**Extract to read**

The Government of Ontario is making life more affordable for Ontario families and delivering policies that will help power the province’s growing economy. As Ontario’s population continues to grow the proposed Keeping Energy Costs Down Act, 2024 would ensure that the province can build new homes and that all Ontario families and businesses can continue to access reliable and affordable energy when it is needed.

Keeping Down Housing Costs

In December 2023, the Ontario Energy Board (OEB) issued a split decision which would increase the upfront cost to consumers of installing natural gas connections for new homes and small businesses. During the review process, the OEB made the decision that for small volume customer connections, such as homes and small farms and businesses, the revenue horizon over which gas utilities use to calculate the upfront cost of new connections for customers would be reduced from forty years to zero, effective January 1, 2025. As a result, new customers would have to pay 100 per cent of the cost to connect up front, costs that would have otherwise been paid over forty years. This change could increase the cost of new homes in the province by tens of thousands of dollars, particularly in rural areas, and would limit customer heating choices in Ontario.

The proposed legislation would give the government time-limited authority to set the revenue horizon for residential, small commercial and small farm customers – effectively reversing the OEB’s December 2023 decision. If passed, the government intends to immediately introduce regulations to reset the revenue horizon for natural gas connection costs to 40 years. Once the government introduces a Natural Gas Policy Statement, a recommendation of the Electrification and Energy Transition Panel’s final report, it intends through regulation to require the OEB consider this issue again.

**Written instruction**
Can you reproduce, word for word, everything in the Ontario energy costs text from "In December 2023, the" down to "choices in Ontario."?

**Raw data**

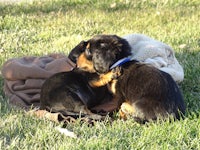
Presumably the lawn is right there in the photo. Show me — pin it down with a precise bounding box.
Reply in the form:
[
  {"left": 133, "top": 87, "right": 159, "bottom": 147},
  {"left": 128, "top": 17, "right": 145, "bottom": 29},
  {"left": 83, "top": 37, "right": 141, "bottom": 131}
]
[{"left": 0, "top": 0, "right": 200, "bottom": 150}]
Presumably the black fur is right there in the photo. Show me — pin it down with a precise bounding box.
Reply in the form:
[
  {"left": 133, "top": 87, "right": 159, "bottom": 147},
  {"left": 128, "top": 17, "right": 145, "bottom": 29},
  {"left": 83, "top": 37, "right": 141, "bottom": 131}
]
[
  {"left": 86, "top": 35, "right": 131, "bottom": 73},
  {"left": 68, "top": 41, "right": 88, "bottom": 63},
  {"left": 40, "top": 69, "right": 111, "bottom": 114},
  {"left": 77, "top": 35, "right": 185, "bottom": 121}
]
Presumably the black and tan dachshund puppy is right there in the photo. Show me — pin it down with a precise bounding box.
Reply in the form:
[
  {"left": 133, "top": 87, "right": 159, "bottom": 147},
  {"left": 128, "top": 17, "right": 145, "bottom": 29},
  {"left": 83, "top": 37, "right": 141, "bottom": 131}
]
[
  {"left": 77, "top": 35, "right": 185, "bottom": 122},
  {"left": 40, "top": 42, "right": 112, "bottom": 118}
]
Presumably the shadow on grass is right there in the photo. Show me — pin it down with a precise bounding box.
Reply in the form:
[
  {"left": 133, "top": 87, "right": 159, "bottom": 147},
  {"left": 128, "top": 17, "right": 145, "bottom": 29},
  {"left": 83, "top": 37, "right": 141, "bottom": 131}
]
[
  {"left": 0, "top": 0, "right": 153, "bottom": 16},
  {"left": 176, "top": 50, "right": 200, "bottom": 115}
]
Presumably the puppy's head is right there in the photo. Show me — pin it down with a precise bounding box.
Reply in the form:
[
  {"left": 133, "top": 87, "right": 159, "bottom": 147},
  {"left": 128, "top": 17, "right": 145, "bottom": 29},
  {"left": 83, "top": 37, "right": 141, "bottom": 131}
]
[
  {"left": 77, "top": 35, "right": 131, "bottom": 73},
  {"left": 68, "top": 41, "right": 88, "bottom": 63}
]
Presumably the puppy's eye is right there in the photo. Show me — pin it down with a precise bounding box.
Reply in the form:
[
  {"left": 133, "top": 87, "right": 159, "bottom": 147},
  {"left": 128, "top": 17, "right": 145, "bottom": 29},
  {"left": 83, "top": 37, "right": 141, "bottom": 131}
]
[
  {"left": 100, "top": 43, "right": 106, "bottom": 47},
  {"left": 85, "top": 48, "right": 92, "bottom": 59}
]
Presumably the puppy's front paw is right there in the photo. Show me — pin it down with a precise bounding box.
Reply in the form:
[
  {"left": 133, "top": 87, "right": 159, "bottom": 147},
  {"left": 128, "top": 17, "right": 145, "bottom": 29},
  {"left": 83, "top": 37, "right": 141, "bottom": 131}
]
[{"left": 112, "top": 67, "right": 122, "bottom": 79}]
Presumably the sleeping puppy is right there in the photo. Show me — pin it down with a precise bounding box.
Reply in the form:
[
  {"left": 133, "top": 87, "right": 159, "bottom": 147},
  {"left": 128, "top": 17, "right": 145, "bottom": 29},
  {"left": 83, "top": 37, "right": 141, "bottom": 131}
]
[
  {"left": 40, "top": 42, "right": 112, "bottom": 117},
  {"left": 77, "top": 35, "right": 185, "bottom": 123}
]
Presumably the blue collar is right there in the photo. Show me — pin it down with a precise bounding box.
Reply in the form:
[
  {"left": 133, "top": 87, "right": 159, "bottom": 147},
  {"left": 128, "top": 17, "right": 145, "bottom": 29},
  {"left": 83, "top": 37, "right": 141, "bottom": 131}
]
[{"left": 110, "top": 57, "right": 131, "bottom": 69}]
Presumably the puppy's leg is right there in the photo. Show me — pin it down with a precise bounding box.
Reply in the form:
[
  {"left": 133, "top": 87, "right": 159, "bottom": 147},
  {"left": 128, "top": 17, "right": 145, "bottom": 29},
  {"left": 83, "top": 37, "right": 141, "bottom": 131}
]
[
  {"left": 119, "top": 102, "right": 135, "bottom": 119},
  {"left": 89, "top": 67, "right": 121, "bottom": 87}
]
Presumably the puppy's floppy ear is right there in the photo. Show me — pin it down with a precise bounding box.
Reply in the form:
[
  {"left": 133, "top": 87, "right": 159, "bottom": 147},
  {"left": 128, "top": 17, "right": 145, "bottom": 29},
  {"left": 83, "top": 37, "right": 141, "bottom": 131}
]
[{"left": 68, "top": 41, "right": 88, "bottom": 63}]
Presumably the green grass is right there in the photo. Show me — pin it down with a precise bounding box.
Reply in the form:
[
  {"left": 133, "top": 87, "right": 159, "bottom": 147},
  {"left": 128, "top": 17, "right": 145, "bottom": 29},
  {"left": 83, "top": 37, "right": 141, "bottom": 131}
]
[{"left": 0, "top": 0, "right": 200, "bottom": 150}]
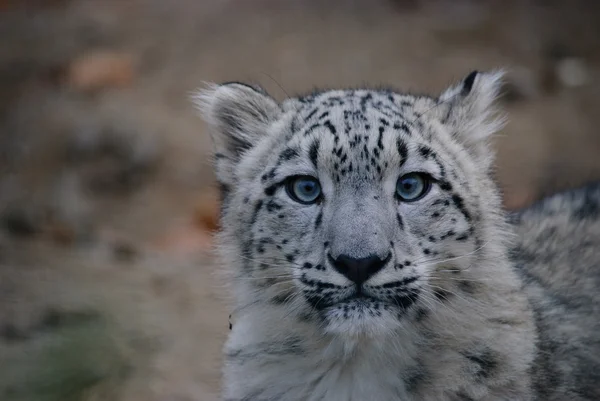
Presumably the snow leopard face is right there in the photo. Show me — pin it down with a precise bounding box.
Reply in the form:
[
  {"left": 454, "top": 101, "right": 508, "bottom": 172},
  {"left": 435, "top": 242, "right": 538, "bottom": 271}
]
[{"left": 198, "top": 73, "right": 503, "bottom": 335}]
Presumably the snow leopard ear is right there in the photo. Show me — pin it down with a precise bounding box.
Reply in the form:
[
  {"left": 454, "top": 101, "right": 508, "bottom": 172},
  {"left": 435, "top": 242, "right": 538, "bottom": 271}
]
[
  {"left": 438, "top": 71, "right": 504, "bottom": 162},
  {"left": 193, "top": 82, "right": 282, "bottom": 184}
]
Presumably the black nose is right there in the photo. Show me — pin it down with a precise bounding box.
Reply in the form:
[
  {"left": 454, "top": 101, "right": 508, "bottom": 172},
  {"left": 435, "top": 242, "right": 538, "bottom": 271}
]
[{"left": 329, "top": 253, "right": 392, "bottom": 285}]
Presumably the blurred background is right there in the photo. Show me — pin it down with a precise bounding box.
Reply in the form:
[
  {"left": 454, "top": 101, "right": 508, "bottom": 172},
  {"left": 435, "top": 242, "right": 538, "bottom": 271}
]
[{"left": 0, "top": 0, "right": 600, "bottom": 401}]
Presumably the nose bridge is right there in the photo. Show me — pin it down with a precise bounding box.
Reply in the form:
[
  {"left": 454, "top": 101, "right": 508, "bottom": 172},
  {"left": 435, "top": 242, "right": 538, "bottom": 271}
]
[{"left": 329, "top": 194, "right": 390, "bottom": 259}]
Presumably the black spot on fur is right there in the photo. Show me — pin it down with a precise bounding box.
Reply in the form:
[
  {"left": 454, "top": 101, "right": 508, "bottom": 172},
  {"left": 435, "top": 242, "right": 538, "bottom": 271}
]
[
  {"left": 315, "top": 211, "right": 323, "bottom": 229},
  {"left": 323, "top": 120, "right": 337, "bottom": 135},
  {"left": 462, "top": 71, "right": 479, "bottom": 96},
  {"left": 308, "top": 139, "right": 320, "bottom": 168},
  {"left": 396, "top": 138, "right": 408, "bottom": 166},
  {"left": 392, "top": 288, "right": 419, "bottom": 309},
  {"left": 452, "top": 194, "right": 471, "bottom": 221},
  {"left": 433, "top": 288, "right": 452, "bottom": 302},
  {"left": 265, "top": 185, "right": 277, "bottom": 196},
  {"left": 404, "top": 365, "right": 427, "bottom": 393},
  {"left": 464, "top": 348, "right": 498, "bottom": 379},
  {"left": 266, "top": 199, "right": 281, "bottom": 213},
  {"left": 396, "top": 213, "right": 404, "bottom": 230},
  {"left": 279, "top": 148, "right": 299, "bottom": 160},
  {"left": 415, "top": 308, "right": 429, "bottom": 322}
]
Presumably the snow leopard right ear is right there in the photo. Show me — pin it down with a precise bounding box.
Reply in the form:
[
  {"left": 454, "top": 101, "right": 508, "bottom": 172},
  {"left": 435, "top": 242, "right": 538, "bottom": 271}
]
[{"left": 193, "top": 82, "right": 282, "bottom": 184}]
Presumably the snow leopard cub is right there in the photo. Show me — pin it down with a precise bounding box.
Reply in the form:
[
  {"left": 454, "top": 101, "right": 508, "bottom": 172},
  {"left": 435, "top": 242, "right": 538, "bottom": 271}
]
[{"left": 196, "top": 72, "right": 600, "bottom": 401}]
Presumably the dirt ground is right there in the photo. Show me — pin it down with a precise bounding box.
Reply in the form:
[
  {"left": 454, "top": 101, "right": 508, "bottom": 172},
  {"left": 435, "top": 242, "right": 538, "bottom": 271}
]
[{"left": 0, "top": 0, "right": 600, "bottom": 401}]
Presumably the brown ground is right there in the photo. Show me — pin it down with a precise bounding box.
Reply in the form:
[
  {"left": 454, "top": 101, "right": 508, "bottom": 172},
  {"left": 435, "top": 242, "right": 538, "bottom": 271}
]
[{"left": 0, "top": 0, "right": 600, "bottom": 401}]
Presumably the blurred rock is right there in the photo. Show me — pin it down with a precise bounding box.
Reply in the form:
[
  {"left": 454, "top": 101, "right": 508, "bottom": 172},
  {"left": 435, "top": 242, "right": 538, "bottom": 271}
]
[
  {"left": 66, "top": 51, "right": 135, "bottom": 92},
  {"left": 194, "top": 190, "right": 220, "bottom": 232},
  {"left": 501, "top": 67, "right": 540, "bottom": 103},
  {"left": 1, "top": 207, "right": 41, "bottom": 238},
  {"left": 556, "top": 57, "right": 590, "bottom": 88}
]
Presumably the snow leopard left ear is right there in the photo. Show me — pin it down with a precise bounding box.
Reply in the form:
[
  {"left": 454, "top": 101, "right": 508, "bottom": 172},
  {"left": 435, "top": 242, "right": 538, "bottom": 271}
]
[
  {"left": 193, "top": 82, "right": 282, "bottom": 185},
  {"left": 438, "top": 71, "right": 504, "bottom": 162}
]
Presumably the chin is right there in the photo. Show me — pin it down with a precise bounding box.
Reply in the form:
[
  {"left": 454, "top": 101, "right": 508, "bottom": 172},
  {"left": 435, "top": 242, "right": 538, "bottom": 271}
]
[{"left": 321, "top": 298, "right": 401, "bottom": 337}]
* * *
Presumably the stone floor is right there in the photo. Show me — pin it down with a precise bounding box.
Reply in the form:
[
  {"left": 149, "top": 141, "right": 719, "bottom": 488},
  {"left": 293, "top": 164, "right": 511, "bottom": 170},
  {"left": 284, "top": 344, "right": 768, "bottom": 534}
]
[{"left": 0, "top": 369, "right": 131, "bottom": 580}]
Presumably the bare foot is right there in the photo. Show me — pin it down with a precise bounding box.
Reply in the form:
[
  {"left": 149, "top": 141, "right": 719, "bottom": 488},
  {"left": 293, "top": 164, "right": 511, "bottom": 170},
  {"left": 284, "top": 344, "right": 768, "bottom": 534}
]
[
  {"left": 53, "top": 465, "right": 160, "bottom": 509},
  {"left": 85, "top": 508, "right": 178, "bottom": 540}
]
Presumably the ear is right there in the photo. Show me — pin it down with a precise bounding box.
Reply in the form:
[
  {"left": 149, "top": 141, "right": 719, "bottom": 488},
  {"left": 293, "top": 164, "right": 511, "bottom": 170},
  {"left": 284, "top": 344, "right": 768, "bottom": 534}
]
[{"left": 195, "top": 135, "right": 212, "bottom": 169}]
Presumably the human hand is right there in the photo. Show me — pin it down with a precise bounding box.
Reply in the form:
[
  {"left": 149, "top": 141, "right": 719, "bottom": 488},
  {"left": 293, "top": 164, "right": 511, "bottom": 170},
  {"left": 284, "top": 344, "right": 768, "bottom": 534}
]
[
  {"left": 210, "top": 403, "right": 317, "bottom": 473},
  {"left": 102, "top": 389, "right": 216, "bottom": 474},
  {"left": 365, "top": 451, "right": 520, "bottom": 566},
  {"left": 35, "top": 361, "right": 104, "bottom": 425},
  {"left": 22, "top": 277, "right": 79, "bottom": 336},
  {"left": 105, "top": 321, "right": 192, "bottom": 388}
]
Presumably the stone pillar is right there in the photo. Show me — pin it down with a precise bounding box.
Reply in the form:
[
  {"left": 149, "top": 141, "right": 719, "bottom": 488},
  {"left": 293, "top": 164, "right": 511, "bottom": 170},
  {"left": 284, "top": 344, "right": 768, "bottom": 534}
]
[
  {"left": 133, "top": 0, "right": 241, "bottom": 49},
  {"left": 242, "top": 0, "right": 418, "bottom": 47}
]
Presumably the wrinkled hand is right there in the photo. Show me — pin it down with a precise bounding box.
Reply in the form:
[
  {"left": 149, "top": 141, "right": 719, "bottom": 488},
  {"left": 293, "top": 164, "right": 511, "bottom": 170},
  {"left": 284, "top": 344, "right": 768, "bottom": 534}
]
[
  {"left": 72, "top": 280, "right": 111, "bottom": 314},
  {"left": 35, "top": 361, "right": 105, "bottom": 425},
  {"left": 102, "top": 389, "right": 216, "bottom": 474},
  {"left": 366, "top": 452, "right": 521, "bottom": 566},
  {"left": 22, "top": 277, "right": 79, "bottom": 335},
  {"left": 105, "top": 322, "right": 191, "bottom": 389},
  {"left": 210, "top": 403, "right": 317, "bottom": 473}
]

**Expected output**
In December 2023, the Ontario Energy Board (OEB) issued a split decision which would increase the upfront cost to consumers of installing natural gas connections for new homes and small businesses. During the review process, the OEB made the decision that for small volume customer connections, such as homes and small farms and businesses, the revenue horizon over which gas utilities use to calculate the upfront cost of new connections for customers would be reduced from forty years to zero, effective January 1, 2025. As a result, new customers would have to pay 100 per cent of the cost to connect up front, costs that would have otherwise been paid over forty years. This change could increase the cost of new homes in the province by tens of thousands of dollars, particularly in rural areas, and would limit customer heating choices in Ontario.